• [Consigne 1]:
Recopiez fidèlement le passage de la liste placée après le texte, depuis le début de cette liste jusqu'à la ligne contenant « column 48, row 223 », cette ligne comprise. Omettez les images dans votre réponse.

• [Texte de la page]:
2004
31/12/2004ACTUALITÉ : Permanence du conflit armé, multiplication d’autres types de conflits
31/03/20052004
Dix ans après le soulèvement armé zapatiste, force est de reconnaître qu’en dehors du Chiapas, beaucoup pensent que le conflit dans cet état est soit résolu soit dissolu, tant à l’échelle nationale qu’internationale. Cependant, ce conflit persiste parce que les causes qui l’ont généré persistent, ceci dans un contexte de guerre ‘intégrale d’usure’ qui se caractérise par une absence de confrontation directe mais le miantien de plusieurs stratégies militaires, politiques et économiques qui continuent à acculer les zapatistes et génèrent de nombreux conflits communautaires.
Le dixième anniversaire du soulèvement armé zapatiste a marqué le début de l’année 2004. Cette célébration a donné lieu à différentes analyses sur le chemin parcouru par les zapatistes au long de cette dernière décennie. En ce sens, on peut souligner l’importance des néozapatistes dans la chute du Parti Révolutionnaire Institutionnel (PRI) après 71 ans au pouvoir ainsi que leur rôle dans le renforcement du mouvement indigène à échelle nationale. On peut également souligner l’impact de leur lutte dans la naissance du mouvement altermondialiste, contraire au néolibéralisme et qui cherche à développer de nouvelles alternatives face à ce modèle.

• [Consigne 2]:
D'après le texte sur le soulèvement zapatiste, pendant combien d'années le Parti Révolutionnaire Institutionnel (PRI) était-il resté au pouvoir avant sa chute ?

• [Données fournies]:
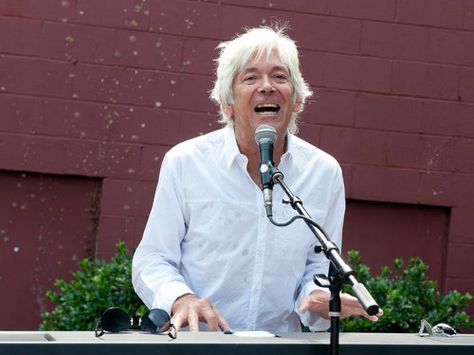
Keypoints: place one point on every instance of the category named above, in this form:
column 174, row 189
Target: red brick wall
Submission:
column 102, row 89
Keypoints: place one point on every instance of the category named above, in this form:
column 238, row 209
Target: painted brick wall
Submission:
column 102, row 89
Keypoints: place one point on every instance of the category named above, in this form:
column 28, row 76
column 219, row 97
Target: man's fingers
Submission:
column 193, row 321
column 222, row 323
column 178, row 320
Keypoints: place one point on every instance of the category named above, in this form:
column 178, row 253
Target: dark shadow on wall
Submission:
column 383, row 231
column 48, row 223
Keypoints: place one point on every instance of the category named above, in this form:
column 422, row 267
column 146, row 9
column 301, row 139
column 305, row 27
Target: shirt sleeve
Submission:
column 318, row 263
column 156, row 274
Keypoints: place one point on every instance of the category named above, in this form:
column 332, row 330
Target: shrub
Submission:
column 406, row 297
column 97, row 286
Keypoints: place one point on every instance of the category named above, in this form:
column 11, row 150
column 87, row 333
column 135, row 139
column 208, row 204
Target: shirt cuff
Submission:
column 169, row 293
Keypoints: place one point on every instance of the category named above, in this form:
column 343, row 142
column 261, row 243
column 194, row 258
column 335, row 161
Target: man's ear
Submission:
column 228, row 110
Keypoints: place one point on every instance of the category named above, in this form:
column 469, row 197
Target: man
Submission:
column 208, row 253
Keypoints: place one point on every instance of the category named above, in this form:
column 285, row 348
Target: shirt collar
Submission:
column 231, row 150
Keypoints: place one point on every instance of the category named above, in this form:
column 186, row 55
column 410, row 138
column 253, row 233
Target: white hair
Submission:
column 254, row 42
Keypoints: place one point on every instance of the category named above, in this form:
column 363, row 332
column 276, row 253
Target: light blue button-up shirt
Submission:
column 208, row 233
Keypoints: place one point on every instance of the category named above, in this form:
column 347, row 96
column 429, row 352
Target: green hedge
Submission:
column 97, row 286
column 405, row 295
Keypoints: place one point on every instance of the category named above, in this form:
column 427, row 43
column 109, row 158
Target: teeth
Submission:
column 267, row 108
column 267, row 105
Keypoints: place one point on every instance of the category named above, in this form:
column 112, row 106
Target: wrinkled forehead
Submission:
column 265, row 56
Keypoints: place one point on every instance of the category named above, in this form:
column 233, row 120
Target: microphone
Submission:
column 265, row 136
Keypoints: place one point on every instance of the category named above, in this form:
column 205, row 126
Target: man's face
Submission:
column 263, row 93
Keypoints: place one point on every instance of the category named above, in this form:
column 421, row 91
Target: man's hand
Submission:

• [Corrigé rédigé 1]:
Keypoints: place one point on every instance of the category named above, in this form:
column 174, row 189
Target: red brick wall
Submission:
column 102, row 89
Keypoints: place one point on every instance of the category named above, in this form:
column 238, row 209
Target: painted brick wall
Submission:
column 102, row 89
Keypoints: place one point on every instance of the category named above, in this form:
column 28, row 76
column 219, row 97
Target: man's fingers
Submission:
column 193, row 321
column 222, row 323
column 178, row 320
Keypoints: place one point on every instance of the category named above, in this form:
column 178, row 253
Target: dark shadow on wall
Submission:
column 383, row 231
column 48, row 223

• [Corrigé rédigé 2]:
Le PRI était resté 71 ans au pouvoir.